Exercise objective — Copy the rows below word for word, but leave the pictures out.

Data for processing —
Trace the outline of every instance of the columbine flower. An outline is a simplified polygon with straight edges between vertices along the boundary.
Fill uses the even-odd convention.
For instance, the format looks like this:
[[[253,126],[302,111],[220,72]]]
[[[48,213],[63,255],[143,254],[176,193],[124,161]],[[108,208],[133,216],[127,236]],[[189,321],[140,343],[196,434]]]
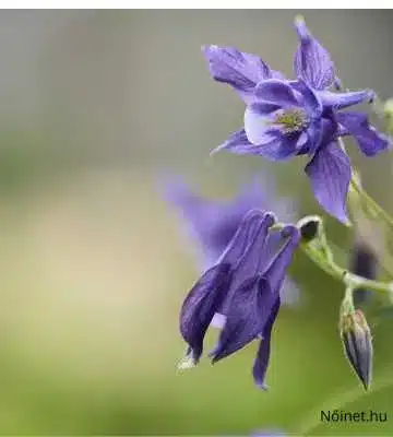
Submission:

Output —
Trace the outline of every instance of the columbine flower. An outline is a simplified polygon with straight edges between vertices along the boundary.
Fill uses the even-odd convention.
For instance, the format looks like this:
[[[253,126],[302,111],[220,72]]]
[[[48,213],[63,255],[143,254],[176,193],[124,161]],[[108,208],[133,216],[127,236]],[[189,321],[140,343],[196,434]]]
Submission:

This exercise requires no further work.